◆ EXERCISE GOAL: Please pick out every line below that contains the word "window" and copy each one. Case counts.

§ §

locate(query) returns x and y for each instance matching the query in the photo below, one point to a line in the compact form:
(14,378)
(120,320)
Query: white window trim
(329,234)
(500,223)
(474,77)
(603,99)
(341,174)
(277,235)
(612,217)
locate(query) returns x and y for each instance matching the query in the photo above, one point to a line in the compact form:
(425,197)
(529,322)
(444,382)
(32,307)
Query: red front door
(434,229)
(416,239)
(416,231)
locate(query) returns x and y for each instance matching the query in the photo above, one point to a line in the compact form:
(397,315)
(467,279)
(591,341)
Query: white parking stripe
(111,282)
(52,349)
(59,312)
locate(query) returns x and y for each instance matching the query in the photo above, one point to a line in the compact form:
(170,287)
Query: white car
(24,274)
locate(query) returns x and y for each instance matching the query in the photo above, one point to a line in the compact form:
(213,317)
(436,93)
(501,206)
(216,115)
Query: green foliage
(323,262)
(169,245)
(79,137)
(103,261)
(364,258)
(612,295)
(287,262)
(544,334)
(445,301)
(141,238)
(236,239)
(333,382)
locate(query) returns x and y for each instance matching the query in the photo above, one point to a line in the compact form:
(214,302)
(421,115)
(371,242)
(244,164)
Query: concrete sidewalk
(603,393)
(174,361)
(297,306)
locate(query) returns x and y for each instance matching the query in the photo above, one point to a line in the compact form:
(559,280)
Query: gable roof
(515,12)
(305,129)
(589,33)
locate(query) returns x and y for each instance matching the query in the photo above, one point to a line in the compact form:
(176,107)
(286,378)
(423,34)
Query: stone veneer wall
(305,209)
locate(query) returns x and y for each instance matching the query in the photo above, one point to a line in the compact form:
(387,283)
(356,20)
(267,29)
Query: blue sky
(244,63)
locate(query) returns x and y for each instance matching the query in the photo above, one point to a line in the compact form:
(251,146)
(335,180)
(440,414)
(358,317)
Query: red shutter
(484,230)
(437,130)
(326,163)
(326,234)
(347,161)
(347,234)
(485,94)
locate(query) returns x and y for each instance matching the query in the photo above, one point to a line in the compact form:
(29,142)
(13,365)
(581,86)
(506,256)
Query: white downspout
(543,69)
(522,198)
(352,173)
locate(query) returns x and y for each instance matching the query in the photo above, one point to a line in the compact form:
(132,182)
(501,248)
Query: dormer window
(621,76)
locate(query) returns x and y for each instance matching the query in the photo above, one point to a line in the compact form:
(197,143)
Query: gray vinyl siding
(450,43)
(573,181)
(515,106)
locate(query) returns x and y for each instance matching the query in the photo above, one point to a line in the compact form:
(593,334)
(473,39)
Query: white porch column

§ §

◆ SOLUTION:
Query: white window trim
Query: dormer window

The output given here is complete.